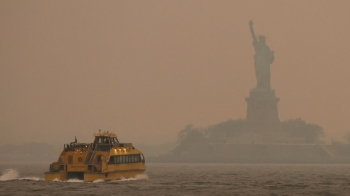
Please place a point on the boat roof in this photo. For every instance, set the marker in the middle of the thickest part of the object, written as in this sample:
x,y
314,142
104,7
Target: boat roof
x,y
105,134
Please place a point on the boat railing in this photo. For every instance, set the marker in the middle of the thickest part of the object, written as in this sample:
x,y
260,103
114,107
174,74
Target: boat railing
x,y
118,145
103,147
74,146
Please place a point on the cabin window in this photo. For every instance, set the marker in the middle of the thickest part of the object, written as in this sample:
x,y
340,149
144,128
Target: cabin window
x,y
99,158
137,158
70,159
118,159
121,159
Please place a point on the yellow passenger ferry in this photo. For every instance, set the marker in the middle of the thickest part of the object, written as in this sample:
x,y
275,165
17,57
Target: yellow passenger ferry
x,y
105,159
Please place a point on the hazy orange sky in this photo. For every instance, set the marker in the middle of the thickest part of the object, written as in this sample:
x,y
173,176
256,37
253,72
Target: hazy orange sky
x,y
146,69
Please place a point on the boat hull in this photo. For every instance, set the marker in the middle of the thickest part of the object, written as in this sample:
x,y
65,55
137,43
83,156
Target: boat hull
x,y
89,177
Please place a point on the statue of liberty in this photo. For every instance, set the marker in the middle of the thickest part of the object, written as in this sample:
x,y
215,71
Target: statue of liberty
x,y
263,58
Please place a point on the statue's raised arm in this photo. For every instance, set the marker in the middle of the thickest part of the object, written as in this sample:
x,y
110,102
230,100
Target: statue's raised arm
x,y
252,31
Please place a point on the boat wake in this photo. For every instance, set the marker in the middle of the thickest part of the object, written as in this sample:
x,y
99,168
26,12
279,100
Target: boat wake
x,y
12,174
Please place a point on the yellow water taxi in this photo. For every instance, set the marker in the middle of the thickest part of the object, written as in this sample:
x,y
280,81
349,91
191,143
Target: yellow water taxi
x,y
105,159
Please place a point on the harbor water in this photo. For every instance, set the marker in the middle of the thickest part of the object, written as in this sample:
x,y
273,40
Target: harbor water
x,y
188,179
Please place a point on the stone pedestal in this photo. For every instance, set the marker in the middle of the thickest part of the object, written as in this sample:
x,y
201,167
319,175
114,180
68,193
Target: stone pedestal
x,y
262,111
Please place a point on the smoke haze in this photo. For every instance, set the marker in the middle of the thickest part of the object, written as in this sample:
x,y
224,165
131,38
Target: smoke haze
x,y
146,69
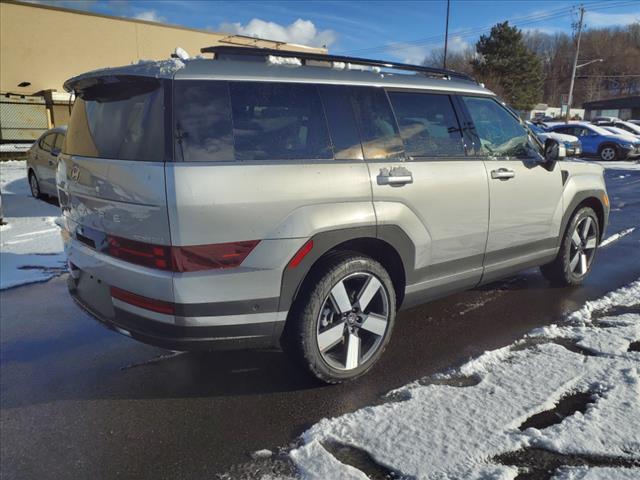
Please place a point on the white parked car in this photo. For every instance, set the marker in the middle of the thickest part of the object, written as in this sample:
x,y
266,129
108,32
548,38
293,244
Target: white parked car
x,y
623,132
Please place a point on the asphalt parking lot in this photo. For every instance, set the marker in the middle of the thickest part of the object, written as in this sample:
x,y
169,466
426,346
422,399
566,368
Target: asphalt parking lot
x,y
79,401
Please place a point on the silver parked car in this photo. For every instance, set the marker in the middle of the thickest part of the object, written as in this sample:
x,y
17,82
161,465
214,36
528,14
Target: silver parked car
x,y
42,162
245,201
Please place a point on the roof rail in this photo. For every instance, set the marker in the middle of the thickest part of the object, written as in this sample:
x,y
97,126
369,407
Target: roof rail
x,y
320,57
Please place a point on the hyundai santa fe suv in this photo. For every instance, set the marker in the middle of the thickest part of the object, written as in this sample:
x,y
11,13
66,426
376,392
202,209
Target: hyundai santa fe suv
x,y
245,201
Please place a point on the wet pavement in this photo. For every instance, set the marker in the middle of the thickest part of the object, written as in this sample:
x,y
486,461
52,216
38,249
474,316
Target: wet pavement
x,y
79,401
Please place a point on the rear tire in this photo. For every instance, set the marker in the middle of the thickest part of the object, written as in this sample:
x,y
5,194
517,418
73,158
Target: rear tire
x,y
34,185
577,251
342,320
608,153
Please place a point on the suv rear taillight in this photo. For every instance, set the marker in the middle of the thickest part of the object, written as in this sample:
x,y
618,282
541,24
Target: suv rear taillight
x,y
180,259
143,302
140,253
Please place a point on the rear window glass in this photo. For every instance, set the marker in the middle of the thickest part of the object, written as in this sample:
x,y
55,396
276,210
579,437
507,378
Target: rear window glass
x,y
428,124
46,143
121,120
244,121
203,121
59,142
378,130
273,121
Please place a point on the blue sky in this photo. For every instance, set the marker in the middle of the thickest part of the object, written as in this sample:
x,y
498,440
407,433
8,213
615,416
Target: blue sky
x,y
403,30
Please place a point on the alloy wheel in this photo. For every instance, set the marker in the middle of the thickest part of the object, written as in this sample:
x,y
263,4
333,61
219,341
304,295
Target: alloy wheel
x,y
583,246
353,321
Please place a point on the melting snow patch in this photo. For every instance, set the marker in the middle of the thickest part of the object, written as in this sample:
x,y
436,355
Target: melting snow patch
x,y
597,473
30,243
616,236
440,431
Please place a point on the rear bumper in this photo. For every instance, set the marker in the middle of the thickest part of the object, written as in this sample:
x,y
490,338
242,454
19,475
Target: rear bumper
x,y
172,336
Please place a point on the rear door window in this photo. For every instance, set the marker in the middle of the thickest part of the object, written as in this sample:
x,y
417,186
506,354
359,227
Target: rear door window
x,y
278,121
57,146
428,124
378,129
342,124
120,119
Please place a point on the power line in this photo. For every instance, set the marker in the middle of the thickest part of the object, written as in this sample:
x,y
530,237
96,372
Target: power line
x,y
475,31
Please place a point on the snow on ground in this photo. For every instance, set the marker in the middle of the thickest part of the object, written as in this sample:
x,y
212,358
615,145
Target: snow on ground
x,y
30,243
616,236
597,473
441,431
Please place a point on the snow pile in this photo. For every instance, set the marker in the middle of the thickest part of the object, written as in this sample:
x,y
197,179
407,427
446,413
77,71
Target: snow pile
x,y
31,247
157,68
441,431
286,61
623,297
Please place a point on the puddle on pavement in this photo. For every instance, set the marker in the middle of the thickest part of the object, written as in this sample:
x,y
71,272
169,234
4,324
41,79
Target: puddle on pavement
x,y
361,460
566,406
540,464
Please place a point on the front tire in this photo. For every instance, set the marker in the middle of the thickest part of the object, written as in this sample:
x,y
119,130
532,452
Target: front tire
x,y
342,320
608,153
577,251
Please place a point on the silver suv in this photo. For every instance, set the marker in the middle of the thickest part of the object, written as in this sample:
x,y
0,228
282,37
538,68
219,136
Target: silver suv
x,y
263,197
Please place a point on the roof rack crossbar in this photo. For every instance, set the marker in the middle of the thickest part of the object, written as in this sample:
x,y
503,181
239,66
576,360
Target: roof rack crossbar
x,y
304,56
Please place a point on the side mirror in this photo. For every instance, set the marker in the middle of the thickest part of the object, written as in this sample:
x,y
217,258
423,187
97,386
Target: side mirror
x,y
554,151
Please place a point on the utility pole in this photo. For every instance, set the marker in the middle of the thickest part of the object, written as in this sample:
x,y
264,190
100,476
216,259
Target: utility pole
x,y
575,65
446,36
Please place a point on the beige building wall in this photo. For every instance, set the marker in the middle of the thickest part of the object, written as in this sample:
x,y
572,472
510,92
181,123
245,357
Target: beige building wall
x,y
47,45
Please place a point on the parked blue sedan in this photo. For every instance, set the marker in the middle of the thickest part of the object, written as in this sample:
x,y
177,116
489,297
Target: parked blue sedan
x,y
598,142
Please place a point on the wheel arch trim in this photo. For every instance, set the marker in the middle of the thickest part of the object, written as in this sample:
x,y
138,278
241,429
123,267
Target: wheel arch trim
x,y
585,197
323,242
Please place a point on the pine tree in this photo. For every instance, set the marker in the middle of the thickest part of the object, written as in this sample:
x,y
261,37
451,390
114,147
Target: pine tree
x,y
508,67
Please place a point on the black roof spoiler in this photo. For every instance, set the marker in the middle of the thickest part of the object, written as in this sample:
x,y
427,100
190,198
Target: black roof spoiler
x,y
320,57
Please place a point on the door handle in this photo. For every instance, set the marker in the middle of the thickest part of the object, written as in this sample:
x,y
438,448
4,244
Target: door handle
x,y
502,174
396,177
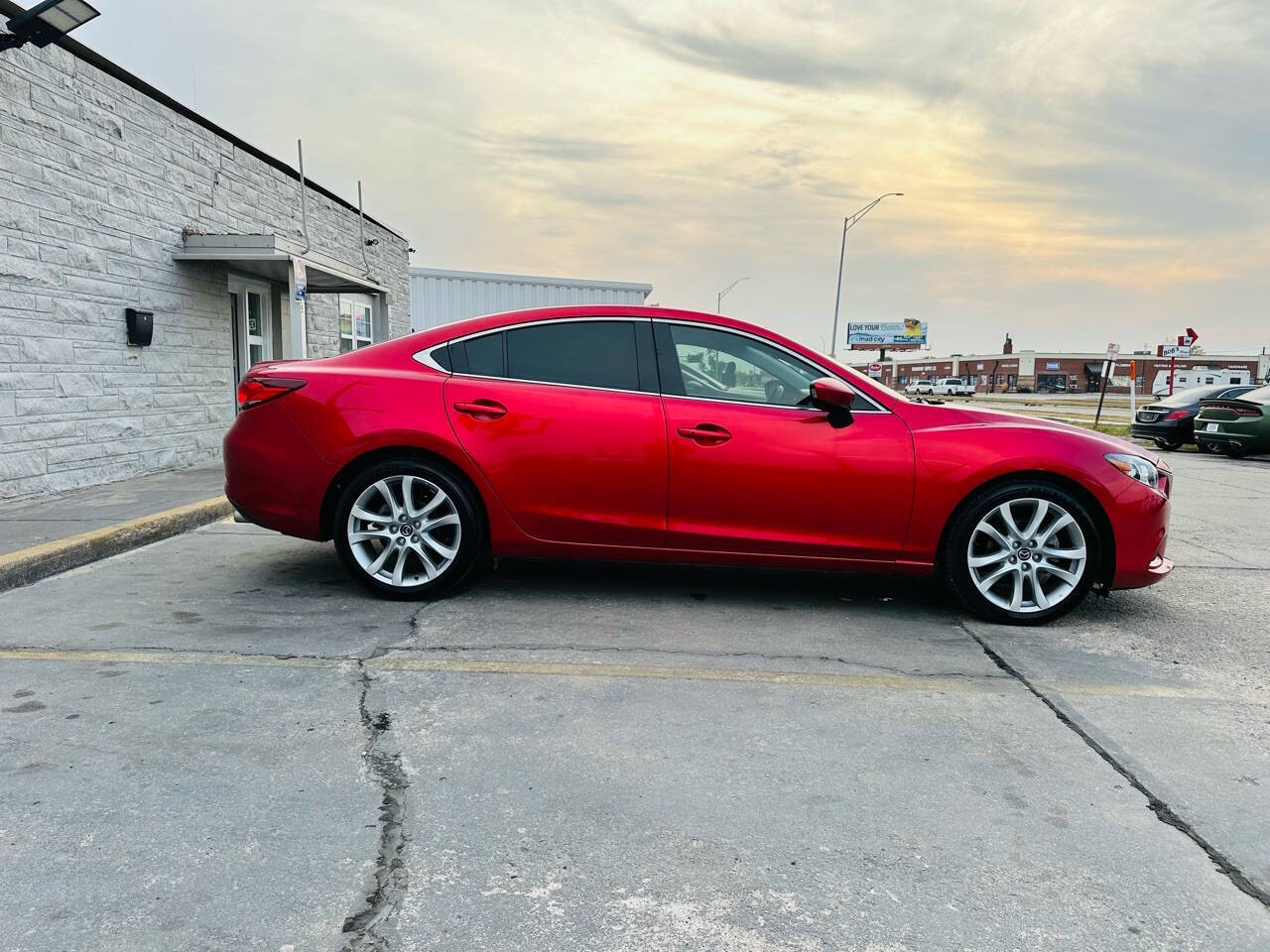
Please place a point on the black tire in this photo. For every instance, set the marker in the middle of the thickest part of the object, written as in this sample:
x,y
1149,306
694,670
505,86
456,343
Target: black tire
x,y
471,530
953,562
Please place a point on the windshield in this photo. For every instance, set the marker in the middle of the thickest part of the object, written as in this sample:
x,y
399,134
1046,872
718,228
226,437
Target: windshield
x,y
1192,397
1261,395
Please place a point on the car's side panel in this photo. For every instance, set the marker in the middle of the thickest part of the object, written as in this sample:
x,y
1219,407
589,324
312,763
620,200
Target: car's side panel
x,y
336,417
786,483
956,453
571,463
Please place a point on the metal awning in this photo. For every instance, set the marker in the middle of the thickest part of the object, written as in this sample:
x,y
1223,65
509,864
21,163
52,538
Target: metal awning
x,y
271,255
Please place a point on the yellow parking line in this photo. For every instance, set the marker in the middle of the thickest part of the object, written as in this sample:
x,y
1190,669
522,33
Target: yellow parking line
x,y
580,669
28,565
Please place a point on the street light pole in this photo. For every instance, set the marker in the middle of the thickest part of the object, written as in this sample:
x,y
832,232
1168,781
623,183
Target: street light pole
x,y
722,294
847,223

────────

### WORK INSTRUCTIONS:
Give the lines exactly as they stand, from the line with "Please place a point on the yellow parking" through the end of the material.

### OUTPUT OF THE TASK:
Please place a point on the yellow parking line in this photo. For every instance, set the marker in the middle of the thickest part of the object, written as in this sample:
x,y
1190,669
522,33
Target: yellow parking line
x,y
580,669
28,565
Please place a point on the street light pole in this photo. For every instance, set the marker in the middle of the thickest part of the object, written as in this sample:
x,y
832,232
1168,781
623,183
Target: street light pole
x,y
722,294
847,223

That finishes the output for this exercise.